**DATA SHOWN**

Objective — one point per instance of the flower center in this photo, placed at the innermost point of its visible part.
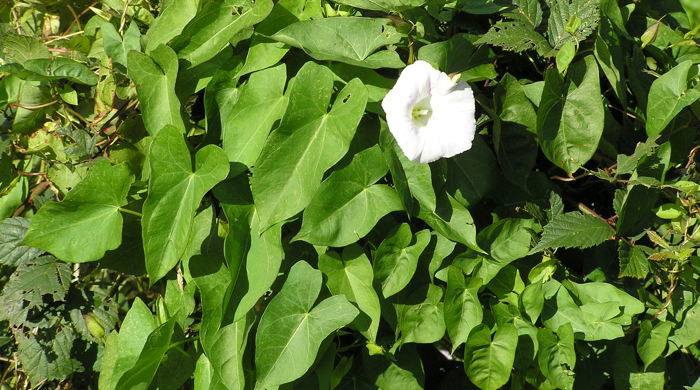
(421, 112)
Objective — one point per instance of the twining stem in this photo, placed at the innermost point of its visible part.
(132, 212)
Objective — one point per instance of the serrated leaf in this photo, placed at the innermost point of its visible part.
(518, 33)
(50, 358)
(12, 232)
(308, 141)
(574, 230)
(292, 328)
(176, 188)
(87, 223)
(580, 16)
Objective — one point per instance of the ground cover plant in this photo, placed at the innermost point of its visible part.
(205, 194)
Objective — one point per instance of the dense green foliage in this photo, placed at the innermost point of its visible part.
(205, 194)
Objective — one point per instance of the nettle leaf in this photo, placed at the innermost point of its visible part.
(571, 20)
(488, 362)
(352, 40)
(517, 33)
(574, 230)
(348, 204)
(292, 328)
(351, 275)
(213, 27)
(27, 286)
(396, 259)
(51, 69)
(308, 141)
(175, 190)
(246, 124)
(422, 322)
(50, 358)
(668, 95)
(570, 116)
(12, 232)
(154, 77)
(87, 223)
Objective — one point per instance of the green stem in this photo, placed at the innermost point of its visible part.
(132, 212)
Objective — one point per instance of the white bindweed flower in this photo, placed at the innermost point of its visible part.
(430, 115)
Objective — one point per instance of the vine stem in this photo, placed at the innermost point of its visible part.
(132, 212)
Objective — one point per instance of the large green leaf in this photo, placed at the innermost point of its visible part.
(348, 204)
(213, 27)
(396, 259)
(668, 95)
(574, 230)
(246, 123)
(154, 77)
(87, 223)
(351, 275)
(570, 115)
(309, 140)
(292, 328)
(122, 349)
(488, 362)
(463, 310)
(176, 188)
(353, 40)
(12, 231)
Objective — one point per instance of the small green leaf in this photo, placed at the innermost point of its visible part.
(396, 259)
(488, 362)
(668, 95)
(292, 328)
(87, 223)
(351, 275)
(176, 188)
(652, 340)
(154, 77)
(463, 310)
(565, 55)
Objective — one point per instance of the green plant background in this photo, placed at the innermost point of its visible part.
(204, 194)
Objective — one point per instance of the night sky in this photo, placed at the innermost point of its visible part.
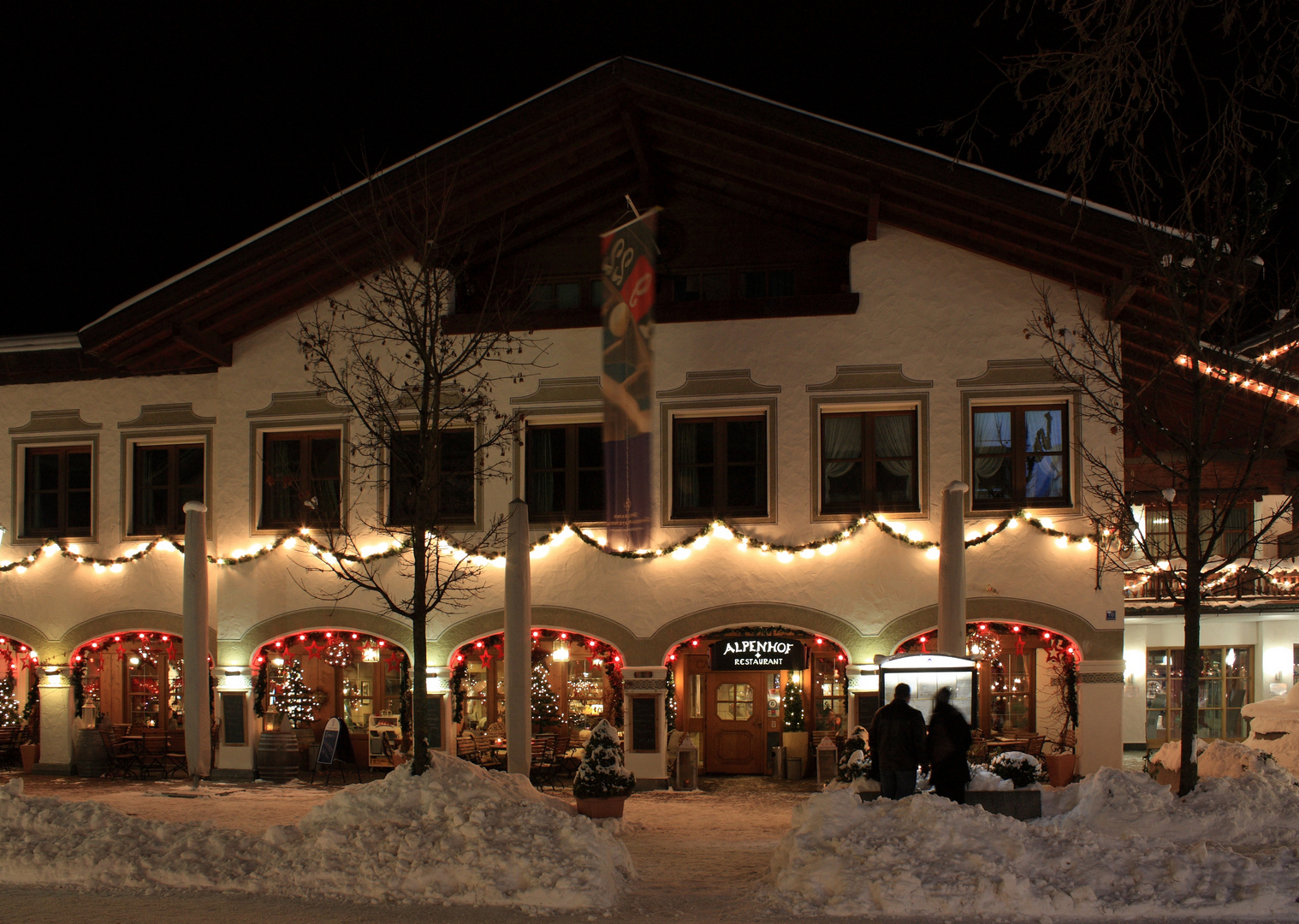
(143, 143)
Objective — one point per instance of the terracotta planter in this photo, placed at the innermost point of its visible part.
(1060, 768)
(609, 808)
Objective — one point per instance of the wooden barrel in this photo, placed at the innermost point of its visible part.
(88, 753)
(277, 755)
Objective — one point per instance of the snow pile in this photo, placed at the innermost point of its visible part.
(454, 834)
(1128, 849)
(1274, 728)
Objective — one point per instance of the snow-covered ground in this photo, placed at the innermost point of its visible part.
(1118, 846)
(454, 834)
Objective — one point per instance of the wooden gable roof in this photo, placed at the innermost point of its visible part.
(627, 127)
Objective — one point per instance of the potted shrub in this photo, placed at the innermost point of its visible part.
(603, 784)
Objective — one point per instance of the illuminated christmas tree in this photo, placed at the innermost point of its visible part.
(10, 710)
(546, 705)
(296, 701)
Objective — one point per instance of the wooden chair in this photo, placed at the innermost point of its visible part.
(543, 767)
(122, 755)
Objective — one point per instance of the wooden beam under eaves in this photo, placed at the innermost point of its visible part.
(202, 343)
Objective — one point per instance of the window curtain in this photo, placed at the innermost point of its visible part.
(991, 432)
(1043, 435)
(687, 476)
(543, 483)
(842, 441)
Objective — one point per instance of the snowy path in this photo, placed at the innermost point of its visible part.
(699, 858)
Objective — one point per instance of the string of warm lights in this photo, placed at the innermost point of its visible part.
(679, 550)
(1238, 381)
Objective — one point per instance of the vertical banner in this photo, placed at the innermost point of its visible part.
(627, 262)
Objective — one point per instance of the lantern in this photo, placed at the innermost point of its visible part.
(827, 761)
(687, 764)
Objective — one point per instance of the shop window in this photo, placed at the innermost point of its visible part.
(301, 480)
(164, 478)
(1225, 676)
(734, 702)
(566, 473)
(829, 694)
(456, 494)
(1168, 537)
(57, 491)
(719, 467)
(869, 462)
(584, 693)
(1020, 456)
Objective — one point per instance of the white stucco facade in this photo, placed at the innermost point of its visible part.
(938, 329)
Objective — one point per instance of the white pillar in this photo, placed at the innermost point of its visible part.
(519, 643)
(951, 572)
(198, 713)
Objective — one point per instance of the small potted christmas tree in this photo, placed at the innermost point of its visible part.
(603, 784)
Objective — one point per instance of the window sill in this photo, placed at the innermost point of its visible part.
(682, 312)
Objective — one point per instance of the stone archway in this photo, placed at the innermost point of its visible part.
(1095, 643)
(443, 648)
(656, 649)
(123, 621)
(242, 650)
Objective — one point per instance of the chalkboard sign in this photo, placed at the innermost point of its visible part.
(231, 719)
(433, 721)
(330, 743)
(644, 723)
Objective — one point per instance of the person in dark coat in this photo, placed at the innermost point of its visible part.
(948, 745)
(898, 743)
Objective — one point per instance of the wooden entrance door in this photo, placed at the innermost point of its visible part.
(733, 724)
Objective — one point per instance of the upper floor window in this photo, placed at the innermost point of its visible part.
(164, 480)
(1166, 538)
(456, 488)
(719, 285)
(569, 295)
(719, 467)
(301, 481)
(57, 491)
(869, 462)
(566, 472)
(1020, 456)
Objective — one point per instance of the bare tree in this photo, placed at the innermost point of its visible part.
(418, 370)
(1183, 110)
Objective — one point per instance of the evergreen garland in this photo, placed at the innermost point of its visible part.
(258, 689)
(78, 678)
(295, 698)
(794, 708)
(10, 710)
(602, 775)
(458, 691)
(669, 702)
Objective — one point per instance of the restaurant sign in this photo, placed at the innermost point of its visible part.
(765, 653)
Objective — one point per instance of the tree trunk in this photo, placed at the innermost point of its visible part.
(420, 656)
(1191, 608)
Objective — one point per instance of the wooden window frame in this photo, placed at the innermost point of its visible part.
(459, 520)
(1017, 455)
(175, 516)
(868, 470)
(62, 491)
(303, 437)
(720, 465)
(572, 475)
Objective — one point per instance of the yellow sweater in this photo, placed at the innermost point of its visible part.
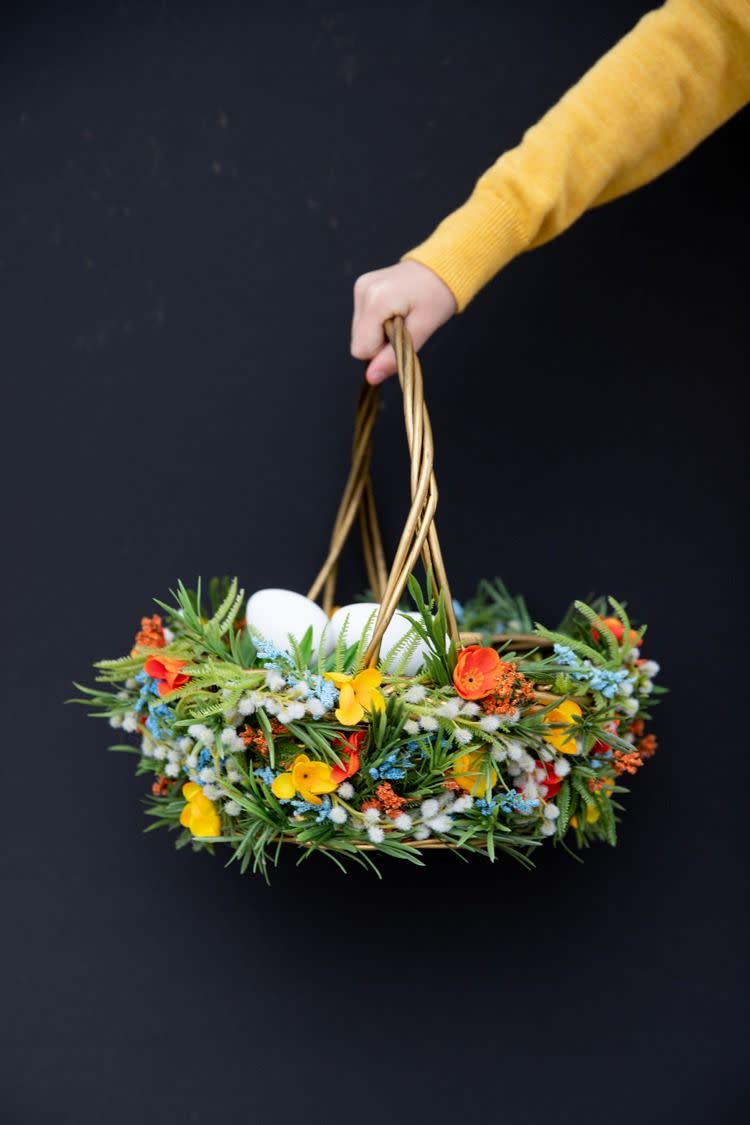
(683, 71)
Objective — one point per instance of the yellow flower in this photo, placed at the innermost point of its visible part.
(563, 716)
(469, 772)
(357, 694)
(306, 777)
(199, 813)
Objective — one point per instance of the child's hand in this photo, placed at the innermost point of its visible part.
(407, 289)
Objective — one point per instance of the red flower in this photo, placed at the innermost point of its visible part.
(617, 630)
(477, 672)
(151, 636)
(166, 671)
(349, 750)
(550, 780)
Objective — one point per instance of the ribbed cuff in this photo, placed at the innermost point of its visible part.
(471, 244)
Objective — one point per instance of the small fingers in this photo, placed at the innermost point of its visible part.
(382, 366)
(373, 303)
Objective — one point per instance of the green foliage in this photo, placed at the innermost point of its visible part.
(493, 609)
(413, 744)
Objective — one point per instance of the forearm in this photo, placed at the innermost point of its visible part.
(683, 71)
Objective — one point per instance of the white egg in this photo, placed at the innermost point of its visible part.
(276, 613)
(359, 617)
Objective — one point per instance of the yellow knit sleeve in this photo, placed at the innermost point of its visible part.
(683, 71)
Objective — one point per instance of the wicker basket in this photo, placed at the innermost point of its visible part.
(419, 534)
(209, 675)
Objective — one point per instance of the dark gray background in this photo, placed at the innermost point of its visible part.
(188, 192)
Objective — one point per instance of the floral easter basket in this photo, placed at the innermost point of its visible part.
(505, 735)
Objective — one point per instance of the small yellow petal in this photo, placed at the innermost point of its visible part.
(283, 786)
(207, 826)
(350, 710)
(337, 677)
(368, 680)
(377, 702)
(308, 795)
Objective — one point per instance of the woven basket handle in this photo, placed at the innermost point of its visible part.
(419, 534)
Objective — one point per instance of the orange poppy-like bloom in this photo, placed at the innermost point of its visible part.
(151, 635)
(166, 671)
(477, 672)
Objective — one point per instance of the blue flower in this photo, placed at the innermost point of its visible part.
(599, 680)
(148, 686)
(514, 802)
(205, 758)
(155, 712)
(265, 774)
(394, 767)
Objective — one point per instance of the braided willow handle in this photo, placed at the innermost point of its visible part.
(419, 534)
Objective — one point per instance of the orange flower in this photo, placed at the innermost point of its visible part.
(389, 800)
(617, 630)
(349, 752)
(151, 636)
(166, 671)
(477, 672)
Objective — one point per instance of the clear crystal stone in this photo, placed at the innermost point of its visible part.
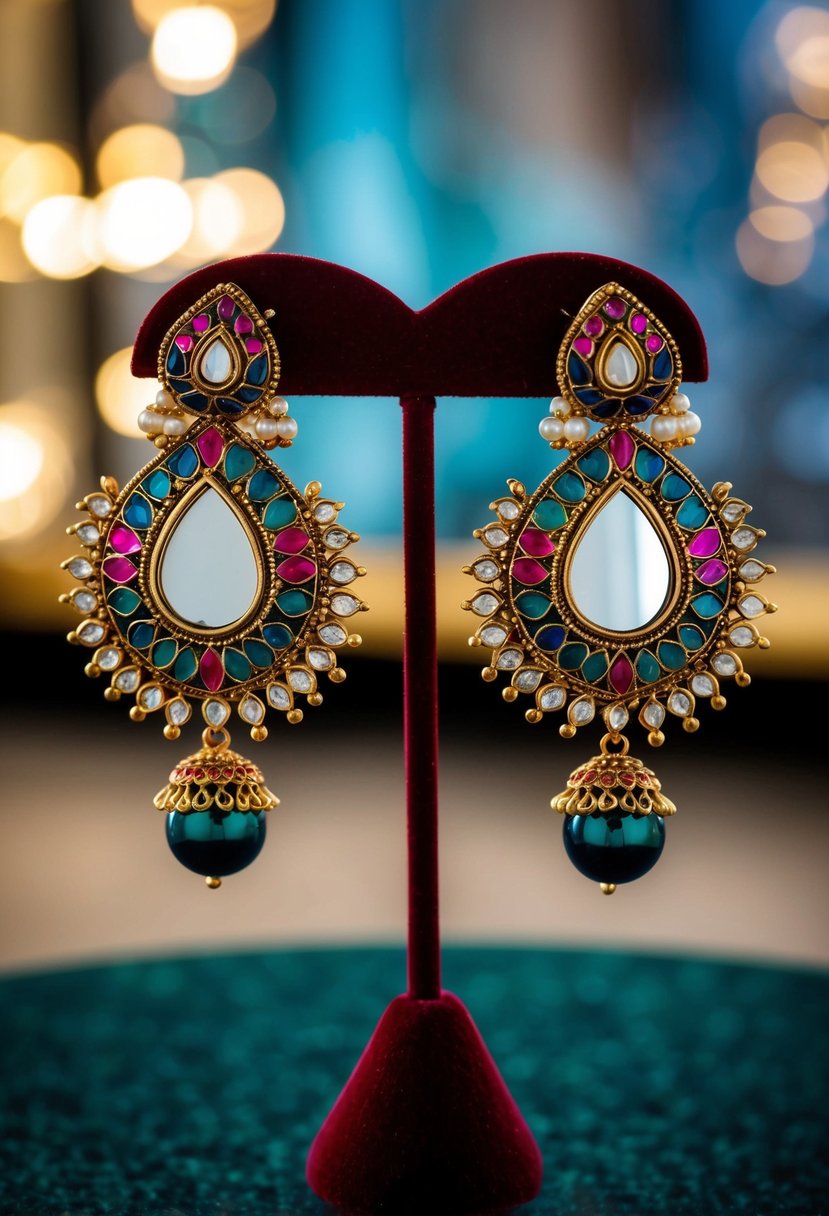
(344, 606)
(508, 660)
(486, 569)
(321, 660)
(278, 697)
(743, 538)
(127, 680)
(79, 568)
(332, 635)
(742, 636)
(654, 715)
(552, 697)
(703, 686)
(252, 710)
(526, 681)
(343, 572)
(725, 664)
(680, 703)
(215, 713)
(751, 606)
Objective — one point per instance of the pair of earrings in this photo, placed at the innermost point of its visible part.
(175, 620)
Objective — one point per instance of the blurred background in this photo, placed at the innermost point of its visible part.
(417, 142)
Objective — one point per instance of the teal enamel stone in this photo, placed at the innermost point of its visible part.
(123, 601)
(647, 668)
(236, 665)
(137, 512)
(675, 488)
(596, 465)
(569, 487)
(671, 656)
(260, 656)
(706, 606)
(184, 461)
(595, 666)
(185, 665)
(693, 513)
(550, 514)
(571, 656)
(263, 485)
(648, 463)
(278, 513)
(533, 604)
(238, 462)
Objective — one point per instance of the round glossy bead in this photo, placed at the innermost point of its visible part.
(215, 843)
(614, 848)
(551, 429)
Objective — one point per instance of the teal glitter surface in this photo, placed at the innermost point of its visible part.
(195, 1087)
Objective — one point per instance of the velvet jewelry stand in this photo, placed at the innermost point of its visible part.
(426, 1122)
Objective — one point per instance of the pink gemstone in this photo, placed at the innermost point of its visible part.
(536, 544)
(711, 572)
(124, 540)
(292, 540)
(210, 444)
(526, 569)
(621, 675)
(621, 449)
(119, 569)
(212, 671)
(297, 569)
(705, 544)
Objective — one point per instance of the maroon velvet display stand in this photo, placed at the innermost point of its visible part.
(426, 1122)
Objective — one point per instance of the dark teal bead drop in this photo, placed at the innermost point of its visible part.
(614, 848)
(215, 843)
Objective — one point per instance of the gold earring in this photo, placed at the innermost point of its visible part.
(210, 579)
(620, 586)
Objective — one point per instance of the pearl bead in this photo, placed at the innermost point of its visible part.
(575, 429)
(266, 428)
(287, 428)
(551, 429)
(664, 428)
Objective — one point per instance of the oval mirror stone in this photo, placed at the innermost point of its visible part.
(208, 573)
(620, 576)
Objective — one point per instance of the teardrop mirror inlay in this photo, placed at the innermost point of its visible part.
(619, 574)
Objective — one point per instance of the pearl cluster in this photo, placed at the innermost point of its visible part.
(563, 428)
(677, 427)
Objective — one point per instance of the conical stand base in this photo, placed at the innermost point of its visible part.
(426, 1122)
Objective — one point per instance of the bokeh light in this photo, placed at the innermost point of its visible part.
(60, 236)
(193, 49)
(142, 150)
(120, 395)
(142, 223)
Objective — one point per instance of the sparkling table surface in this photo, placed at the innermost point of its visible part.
(193, 1087)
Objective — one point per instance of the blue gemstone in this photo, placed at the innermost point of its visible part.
(157, 484)
(137, 512)
(184, 461)
(614, 848)
(277, 636)
(550, 637)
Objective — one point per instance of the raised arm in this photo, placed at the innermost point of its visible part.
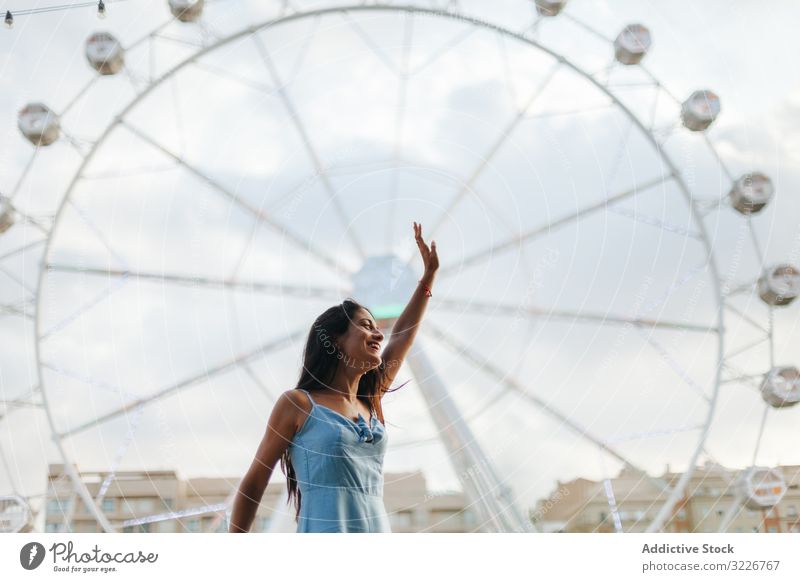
(407, 325)
(281, 428)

**THE PROBLEM**
All that should appear in the response is the run of lines from the one with "Objective — one point per instance of the raised" through the final line of the records, restated exactly, with pictures omitted.

**ANSWER TO THIS TASK**
Objective — one point per instance of the raised arm in this photo, placed at the innermost point of its visible part.
(407, 325)
(281, 428)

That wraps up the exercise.